**What to do**
Could you write out, character for character, the lines from the one containing "Target: hazy sky" through the last line below, with both of those lines included?

**Data lines**
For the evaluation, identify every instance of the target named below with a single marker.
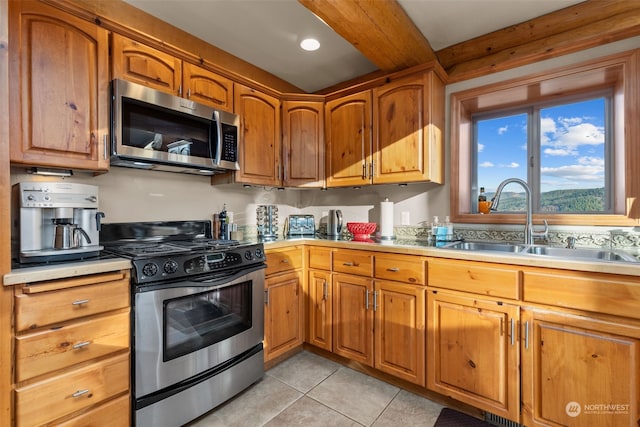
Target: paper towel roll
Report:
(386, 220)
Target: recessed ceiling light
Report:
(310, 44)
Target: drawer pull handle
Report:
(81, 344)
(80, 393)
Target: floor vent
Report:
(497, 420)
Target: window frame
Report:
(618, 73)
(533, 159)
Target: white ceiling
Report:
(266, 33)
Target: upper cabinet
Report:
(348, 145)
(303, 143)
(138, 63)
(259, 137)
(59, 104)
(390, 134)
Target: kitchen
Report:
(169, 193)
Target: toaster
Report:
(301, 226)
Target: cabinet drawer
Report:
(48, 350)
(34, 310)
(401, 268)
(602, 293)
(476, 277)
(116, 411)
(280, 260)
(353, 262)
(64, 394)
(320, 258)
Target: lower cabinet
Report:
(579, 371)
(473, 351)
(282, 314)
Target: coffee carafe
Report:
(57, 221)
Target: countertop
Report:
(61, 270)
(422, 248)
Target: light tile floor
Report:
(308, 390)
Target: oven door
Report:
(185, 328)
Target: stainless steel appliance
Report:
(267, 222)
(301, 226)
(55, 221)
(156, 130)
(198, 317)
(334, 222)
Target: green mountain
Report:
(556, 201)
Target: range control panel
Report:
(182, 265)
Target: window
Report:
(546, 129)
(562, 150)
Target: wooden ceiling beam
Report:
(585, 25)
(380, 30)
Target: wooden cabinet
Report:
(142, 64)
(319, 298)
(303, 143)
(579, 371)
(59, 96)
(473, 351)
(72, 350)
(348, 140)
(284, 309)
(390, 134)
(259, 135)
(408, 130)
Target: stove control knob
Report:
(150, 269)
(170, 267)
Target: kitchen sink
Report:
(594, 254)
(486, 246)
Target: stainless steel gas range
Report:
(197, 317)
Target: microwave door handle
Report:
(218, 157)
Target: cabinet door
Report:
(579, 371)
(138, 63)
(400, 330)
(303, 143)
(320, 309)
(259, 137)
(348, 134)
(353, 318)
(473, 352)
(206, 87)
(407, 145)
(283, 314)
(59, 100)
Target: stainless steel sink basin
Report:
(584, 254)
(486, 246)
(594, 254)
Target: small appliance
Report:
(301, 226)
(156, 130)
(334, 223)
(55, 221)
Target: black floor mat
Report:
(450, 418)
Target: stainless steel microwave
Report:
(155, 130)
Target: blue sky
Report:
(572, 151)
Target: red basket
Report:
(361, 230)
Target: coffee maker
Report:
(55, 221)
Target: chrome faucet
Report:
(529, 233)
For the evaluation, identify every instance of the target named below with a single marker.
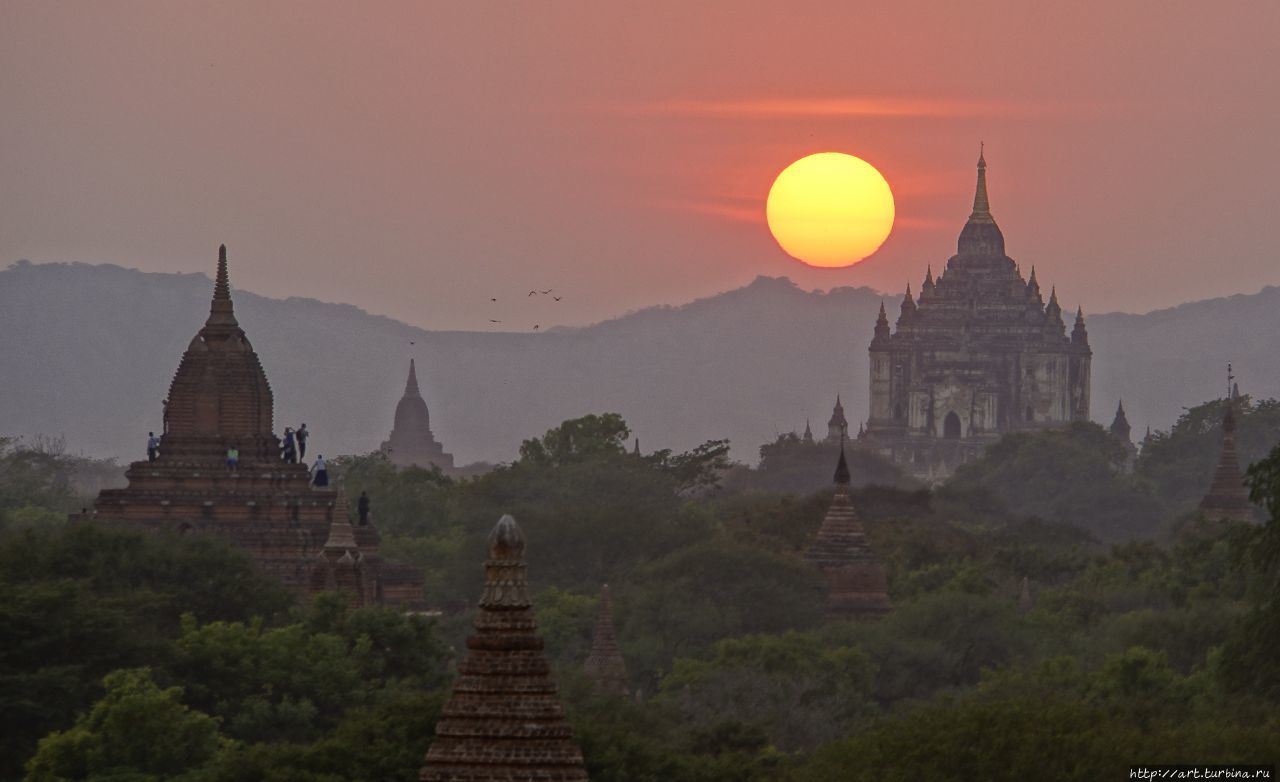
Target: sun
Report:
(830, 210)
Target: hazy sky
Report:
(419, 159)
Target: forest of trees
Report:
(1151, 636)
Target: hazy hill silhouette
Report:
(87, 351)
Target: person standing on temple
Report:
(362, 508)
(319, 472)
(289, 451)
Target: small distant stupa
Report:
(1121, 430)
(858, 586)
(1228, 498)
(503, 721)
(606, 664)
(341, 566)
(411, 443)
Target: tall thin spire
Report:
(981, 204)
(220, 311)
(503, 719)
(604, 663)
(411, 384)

**Output of the exercise**
Target: hazy sky
Report:
(419, 159)
Target: forest of trees
Report:
(1151, 636)
Target: hazy hill silhouette
Report:
(87, 351)
Target: person standing on temple
Report:
(362, 508)
(319, 472)
(289, 451)
Target: small distant stupa
Report:
(1121, 430)
(858, 586)
(1228, 498)
(503, 721)
(606, 664)
(341, 566)
(411, 443)
Target: tall thin spire
Report:
(981, 204)
(220, 311)
(503, 719)
(604, 663)
(411, 384)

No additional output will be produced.